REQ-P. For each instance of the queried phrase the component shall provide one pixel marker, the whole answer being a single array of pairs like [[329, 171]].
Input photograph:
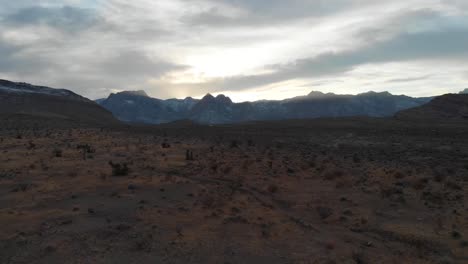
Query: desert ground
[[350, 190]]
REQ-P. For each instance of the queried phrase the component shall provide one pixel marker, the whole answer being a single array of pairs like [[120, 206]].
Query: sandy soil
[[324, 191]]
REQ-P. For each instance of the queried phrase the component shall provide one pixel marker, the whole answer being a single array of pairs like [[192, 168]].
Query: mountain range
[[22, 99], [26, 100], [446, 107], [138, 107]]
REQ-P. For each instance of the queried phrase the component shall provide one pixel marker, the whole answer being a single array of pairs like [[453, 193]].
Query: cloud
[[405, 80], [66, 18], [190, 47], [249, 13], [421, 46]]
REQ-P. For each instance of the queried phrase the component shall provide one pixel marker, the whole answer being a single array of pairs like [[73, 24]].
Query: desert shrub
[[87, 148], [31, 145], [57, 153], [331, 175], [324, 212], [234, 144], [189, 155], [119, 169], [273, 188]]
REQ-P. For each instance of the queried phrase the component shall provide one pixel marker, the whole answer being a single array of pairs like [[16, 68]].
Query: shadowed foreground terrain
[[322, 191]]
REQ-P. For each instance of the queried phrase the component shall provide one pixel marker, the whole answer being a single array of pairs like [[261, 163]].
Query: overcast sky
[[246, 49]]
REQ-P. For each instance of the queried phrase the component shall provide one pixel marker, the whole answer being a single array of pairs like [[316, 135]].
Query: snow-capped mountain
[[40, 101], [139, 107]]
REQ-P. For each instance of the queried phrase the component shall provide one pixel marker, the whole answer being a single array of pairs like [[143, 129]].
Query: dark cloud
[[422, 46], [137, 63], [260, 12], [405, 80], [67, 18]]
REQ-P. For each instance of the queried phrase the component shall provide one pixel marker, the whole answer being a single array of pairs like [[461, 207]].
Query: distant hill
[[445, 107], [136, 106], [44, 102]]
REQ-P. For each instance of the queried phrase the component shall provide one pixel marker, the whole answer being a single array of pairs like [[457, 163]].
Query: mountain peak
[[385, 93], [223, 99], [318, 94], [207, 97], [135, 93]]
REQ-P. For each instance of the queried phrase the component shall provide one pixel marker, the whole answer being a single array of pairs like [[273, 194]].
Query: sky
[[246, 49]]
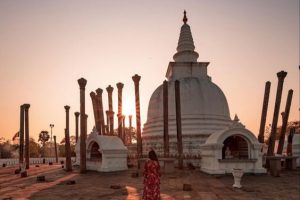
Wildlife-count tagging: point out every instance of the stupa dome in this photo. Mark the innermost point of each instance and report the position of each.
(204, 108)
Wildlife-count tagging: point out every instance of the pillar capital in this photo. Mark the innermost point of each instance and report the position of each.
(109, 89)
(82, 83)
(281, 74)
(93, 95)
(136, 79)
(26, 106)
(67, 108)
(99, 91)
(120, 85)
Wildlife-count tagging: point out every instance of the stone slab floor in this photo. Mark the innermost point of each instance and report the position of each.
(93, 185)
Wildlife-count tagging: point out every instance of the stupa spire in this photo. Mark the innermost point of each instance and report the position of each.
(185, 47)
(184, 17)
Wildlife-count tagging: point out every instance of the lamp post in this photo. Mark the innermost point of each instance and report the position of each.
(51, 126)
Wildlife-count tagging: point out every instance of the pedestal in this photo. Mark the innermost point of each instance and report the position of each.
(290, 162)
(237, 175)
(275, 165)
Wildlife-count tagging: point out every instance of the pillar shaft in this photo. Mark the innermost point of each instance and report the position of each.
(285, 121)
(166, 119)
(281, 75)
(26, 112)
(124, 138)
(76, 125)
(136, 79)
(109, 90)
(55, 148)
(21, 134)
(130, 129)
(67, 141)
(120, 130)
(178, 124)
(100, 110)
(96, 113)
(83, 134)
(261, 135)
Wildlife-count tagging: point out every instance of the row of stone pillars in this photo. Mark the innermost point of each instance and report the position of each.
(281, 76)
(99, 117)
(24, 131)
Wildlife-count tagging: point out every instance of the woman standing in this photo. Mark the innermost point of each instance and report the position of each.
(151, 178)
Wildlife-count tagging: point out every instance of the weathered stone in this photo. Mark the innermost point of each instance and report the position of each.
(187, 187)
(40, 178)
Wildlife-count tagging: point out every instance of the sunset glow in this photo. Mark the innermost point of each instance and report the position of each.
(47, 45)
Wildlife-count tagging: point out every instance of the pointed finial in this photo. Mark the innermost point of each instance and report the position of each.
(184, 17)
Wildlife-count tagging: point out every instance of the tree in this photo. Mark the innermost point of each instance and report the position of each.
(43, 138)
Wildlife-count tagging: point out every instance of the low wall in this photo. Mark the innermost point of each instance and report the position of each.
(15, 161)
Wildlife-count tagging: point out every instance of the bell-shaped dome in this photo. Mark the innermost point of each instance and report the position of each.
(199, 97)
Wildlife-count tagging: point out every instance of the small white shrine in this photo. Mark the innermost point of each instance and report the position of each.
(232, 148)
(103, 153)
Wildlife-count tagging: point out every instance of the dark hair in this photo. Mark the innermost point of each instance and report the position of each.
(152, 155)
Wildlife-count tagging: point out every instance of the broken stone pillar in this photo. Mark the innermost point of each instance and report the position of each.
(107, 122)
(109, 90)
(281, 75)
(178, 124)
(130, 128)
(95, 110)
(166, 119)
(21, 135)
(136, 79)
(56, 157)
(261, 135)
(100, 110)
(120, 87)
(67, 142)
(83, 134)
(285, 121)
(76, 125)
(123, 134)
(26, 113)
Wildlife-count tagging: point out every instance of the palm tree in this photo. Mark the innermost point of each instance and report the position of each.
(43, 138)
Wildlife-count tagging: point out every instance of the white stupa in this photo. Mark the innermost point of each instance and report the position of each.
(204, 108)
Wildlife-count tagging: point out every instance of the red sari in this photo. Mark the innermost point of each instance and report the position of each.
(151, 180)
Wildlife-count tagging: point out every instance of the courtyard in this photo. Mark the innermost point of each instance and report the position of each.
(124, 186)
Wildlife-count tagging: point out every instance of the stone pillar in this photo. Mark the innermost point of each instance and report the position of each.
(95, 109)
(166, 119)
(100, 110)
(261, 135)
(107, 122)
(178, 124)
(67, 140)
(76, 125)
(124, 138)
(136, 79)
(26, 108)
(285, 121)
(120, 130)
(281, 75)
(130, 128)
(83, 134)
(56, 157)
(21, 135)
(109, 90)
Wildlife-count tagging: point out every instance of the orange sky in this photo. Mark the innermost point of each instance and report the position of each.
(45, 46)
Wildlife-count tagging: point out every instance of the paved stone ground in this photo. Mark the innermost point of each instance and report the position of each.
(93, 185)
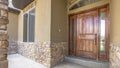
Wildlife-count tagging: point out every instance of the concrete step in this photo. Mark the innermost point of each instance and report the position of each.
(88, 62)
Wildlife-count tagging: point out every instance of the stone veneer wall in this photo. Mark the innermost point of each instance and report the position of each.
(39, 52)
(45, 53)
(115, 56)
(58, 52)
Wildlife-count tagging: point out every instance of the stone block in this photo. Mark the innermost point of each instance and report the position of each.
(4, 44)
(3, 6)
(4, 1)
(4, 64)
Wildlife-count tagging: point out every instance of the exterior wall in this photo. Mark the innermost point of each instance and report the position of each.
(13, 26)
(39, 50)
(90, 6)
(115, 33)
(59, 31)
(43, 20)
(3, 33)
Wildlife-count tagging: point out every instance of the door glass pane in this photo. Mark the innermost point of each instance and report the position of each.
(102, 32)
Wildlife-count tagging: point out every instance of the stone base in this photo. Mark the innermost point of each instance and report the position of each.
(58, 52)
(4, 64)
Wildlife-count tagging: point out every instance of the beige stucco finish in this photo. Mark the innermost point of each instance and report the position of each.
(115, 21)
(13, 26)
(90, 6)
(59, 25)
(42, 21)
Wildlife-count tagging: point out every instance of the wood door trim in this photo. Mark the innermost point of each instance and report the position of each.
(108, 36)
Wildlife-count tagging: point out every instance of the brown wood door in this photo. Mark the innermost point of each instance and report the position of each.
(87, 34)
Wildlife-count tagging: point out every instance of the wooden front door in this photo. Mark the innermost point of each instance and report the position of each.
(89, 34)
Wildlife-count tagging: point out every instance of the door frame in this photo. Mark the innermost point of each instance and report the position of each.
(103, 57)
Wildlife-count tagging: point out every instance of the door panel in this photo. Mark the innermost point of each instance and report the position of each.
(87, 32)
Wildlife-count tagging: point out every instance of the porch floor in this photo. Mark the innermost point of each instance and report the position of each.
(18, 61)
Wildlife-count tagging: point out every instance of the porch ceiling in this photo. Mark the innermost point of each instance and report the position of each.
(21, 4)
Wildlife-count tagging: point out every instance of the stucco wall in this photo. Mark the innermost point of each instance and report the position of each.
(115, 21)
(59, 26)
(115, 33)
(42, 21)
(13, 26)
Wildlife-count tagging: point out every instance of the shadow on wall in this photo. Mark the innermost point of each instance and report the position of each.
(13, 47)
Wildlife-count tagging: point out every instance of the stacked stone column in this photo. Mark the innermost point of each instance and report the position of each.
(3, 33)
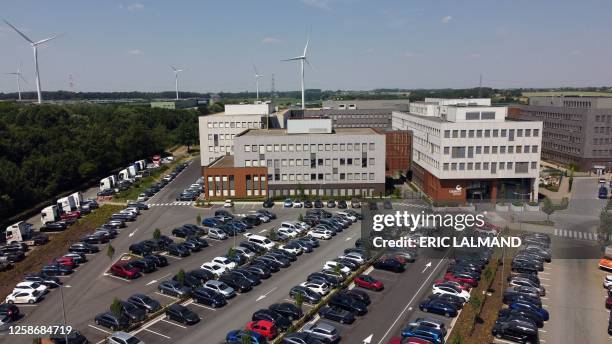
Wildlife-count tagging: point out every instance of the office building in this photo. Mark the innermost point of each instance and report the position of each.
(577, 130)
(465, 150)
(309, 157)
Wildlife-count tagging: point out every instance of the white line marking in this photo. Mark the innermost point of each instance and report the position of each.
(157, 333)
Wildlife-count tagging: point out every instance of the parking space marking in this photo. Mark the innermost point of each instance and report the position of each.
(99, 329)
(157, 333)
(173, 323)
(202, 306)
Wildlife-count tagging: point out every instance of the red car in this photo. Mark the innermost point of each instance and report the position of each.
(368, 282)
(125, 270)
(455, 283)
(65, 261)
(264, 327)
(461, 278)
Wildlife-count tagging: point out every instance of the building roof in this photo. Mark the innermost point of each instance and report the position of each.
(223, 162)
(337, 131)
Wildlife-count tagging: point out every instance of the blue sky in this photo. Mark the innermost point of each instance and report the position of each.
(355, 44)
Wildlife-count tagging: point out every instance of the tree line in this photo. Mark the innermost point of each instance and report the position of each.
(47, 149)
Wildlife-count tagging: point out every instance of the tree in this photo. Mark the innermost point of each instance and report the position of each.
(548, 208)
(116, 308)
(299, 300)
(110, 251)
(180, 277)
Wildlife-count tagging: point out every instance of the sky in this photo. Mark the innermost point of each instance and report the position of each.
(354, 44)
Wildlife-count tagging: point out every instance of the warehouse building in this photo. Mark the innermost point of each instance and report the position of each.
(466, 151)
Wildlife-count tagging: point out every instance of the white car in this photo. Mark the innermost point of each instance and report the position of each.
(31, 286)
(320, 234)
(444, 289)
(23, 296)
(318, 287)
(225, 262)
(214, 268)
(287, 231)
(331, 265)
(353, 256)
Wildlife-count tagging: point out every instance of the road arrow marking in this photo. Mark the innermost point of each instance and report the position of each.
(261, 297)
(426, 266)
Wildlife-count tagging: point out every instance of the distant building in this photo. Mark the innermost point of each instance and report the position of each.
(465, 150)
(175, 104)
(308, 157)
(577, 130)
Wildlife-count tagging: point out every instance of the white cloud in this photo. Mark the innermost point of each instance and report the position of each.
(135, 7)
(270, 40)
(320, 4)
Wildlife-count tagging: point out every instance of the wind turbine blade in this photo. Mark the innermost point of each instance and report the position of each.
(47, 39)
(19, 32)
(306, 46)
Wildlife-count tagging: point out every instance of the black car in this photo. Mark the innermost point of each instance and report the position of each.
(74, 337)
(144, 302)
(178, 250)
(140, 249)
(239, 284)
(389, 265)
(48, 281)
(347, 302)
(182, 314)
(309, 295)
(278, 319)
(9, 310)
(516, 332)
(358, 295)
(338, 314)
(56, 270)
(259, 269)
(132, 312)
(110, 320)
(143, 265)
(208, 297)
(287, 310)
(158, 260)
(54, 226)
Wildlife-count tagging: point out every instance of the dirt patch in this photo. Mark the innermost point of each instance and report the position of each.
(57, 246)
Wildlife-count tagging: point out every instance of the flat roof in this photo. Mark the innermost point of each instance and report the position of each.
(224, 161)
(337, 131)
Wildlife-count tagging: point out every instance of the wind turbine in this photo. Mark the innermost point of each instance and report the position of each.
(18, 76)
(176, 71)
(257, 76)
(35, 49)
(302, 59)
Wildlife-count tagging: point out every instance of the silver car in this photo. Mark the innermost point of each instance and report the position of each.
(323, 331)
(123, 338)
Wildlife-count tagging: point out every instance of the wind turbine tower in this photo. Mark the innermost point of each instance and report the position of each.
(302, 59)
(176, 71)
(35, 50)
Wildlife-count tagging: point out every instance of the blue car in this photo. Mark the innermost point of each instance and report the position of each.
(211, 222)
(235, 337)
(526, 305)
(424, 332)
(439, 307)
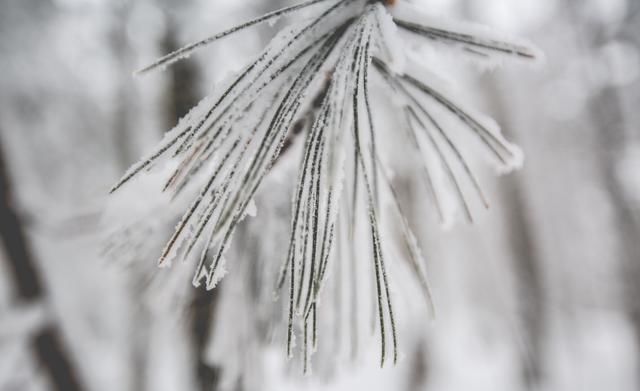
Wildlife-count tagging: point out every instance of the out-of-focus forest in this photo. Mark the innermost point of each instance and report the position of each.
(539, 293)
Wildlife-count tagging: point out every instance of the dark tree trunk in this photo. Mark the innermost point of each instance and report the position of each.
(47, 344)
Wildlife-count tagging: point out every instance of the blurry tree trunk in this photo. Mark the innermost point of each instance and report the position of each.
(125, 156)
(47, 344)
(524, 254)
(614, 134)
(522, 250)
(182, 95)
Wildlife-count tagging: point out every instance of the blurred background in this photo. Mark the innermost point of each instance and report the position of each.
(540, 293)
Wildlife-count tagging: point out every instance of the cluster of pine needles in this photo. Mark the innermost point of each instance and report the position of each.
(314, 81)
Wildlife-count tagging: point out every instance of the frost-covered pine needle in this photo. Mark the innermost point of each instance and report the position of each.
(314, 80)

# # # #

**ABOUT THIS EXERCISE**: Using the data above, print exactly the lines from the line that contains "like [[73, 24]]." through the line that contains "like [[16, 68]].", with both included.

**RESULT FOR THIS EXERCISE**:
REQ-P. For each instance of the queried phrase the component shall provide one pixel marker, the whole answer being a single array of pairs like [[73, 24]].
Query: desert shrub
[[87, 148], [31, 145], [57, 153], [331, 175], [324, 212], [234, 144], [189, 155], [119, 169], [273, 188]]
REQ-P. For each instance of the queried phrase the component shall provide one pixel marker, the whole answer being a single array of pairs like [[16, 68]].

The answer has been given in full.